◆ **Work to complete**: Please report, as a single number with no other text, how many lines of the listing contain "mask".

◆ **The records**:
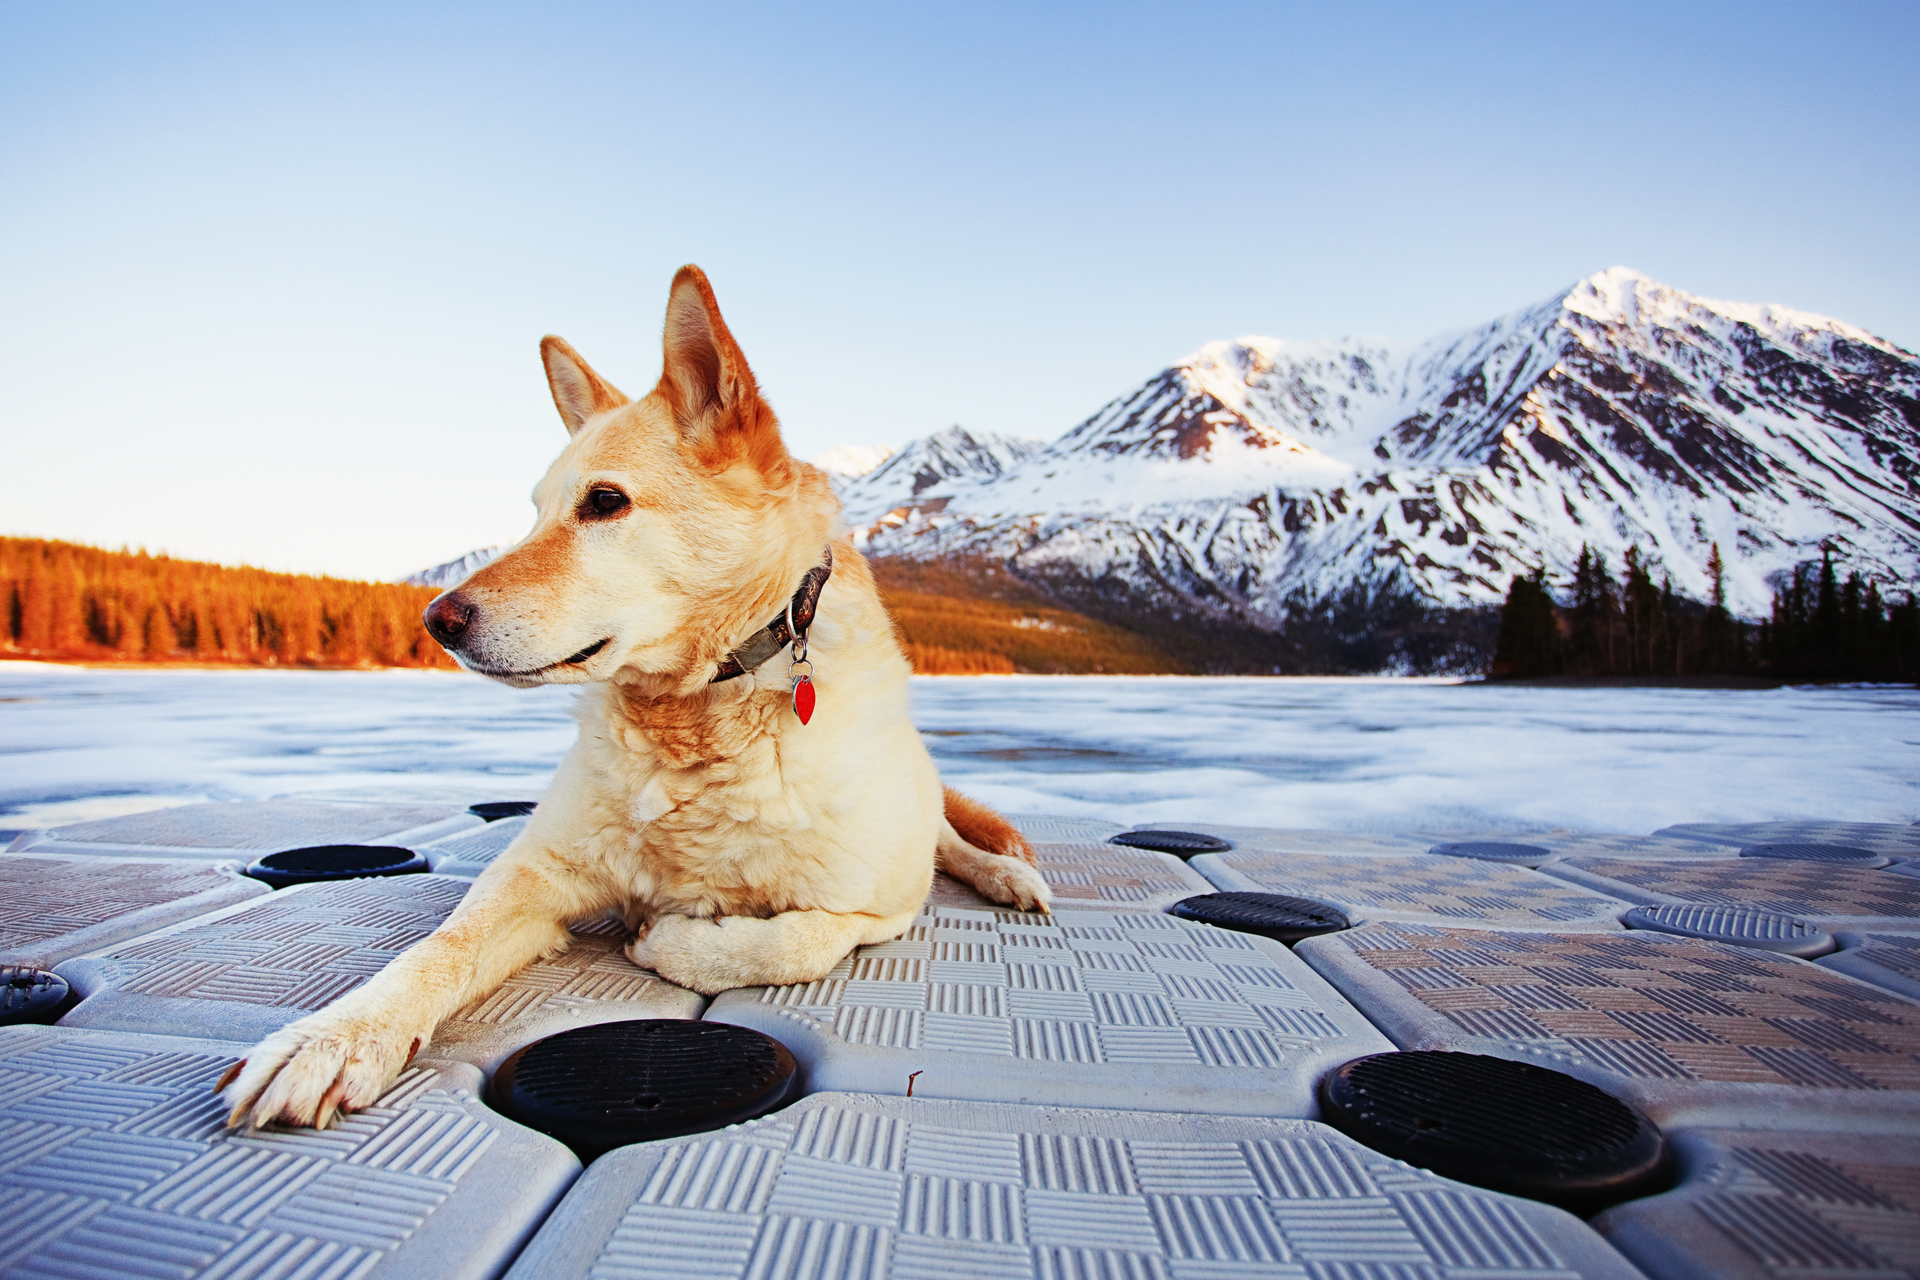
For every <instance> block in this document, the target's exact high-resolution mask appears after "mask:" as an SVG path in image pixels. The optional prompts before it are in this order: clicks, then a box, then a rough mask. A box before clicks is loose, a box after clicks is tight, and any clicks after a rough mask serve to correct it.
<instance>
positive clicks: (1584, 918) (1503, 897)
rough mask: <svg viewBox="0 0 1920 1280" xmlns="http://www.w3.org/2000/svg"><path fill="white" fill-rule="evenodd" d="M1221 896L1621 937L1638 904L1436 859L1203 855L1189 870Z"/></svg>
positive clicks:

◆ **Output of the task**: 2